• _AIM OF THE EXERCISE_: Rewrite every line of the data below as a Markdown table with the columns Row and Line, numbering the rows in order and omitting blank lines.

## START RECORD LIST

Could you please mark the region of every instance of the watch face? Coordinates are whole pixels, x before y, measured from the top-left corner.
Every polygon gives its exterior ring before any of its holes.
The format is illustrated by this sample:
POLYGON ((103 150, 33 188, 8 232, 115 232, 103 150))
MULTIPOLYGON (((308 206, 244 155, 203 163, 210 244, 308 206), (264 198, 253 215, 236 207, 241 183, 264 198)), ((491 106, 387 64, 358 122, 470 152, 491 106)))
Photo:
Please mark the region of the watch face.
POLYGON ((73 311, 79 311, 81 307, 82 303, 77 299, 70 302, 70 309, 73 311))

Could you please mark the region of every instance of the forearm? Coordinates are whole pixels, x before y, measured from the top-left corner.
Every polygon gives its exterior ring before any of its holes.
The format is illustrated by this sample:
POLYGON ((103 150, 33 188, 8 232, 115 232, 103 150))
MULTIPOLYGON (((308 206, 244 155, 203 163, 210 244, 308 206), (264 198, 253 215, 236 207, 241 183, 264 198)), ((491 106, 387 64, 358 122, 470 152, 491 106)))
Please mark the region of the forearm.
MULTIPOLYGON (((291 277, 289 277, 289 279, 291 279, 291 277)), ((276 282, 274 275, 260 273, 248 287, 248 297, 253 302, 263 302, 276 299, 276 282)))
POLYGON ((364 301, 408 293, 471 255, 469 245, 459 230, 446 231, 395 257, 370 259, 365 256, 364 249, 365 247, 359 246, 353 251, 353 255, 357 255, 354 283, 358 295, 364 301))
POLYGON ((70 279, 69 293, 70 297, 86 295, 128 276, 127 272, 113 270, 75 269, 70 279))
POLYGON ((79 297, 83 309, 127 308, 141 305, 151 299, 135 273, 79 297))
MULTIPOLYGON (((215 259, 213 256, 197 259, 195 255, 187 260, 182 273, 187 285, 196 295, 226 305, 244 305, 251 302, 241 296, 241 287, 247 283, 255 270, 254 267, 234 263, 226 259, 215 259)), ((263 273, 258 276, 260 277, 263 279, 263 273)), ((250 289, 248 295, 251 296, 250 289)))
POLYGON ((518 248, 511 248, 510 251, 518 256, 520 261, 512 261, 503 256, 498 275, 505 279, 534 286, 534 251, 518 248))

## END RECORD LIST

• _WRITTEN RESPONSE_:
| Row | Line |
|---|---|
| 1 | Could you please mark the region of every instance of the watch face? Coordinates are whole pixels, x before y, measured from the top-left corner. |
| 2 | Every polygon gives its exterior ring before any of its holes. |
| 3 | The format is illustrated by this sample: |
| 4 | POLYGON ((103 150, 33 188, 8 232, 115 232, 103 150)) |
| 5 | MULTIPOLYGON (((308 206, 244 155, 203 163, 210 244, 308 206), (264 198, 253 215, 236 207, 241 183, 264 198)), ((491 106, 387 64, 358 122, 470 152, 491 106))) |
| 6 | Photo: |
| 7 | Please mark the region of the watch face. |
| 8 | POLYGON ((73 311, 79 311, 81 307, 82 303, 77 299, 70 302, 70 309, 73 311)) |
| 9 | Could you please mark the region of every instance of the forearm? Coordinates are whole pixels, x before y, measured from the top-left corner. |
| 10 | Every polygon gives its exterior ring before any of its holes. |
| 11 | The format is illustrated by this sample: |
| 12 | POLYGON ((103 150, 33 188, 8 232, 115 232, 103 150)) |
| 13 | MULTIPOLYGON (((308 206, 244 155, 203 163, 210 244, 308 206), (264 198, 253 215, 236 207, 241 183, 264 198)), ((491 106, 387 64, 358 122, 470 152, 491 106))) |
| 14 | Please mark the region of the forearm. |
| 15 | MULTIPOLYGON (((291 277, 289 277, 289 279, 291 279, 291 277)), ((276 282, 274 275, 260 273, 248 287, 248 297, 253 302, 263 302, 276 299, 276 282))) |
| 16 | POLYGON ((364 301, 408 293, 471 255, 469 245, 459 230, 446 231, 395 257, 370 259, 365 256, 364 249, 365 247, 359 246, 353 251, 353 255, 357 255, 354 283, 358 295, 364 301)) |
| 17 | POLYGON ((70 279, 69 293, 70 297, 86 295, 128 276, 127 272, 113 270, 75 269, 70 279)) |
| 18 | POLYGON ((79 297, 83 309, 127 308, 141 305, 151 299, 135 273, 79 297)) |
| 19 | MULTIPOLYGON (((215 259, 213 256, 197 259, 195 255, 187 260, 182 273, 187 285, 196 295, 226 305, 244 305, 251 302, 241 296, 241 287, 247 283, 255 270, 254 267, 234 263, 226 259, 215 259)), ((263 273, 258 276, 260 277, 263 279, 263 273)), ((250 289, 248 295, 251 296, 250 289))) |
| 20 | POLYGON ((518 248, 511 248, 510 251, 518 256, 520 261, 512 261, 503 256, 498 275, 505 279, 534 286, 534 251, 518 248)) |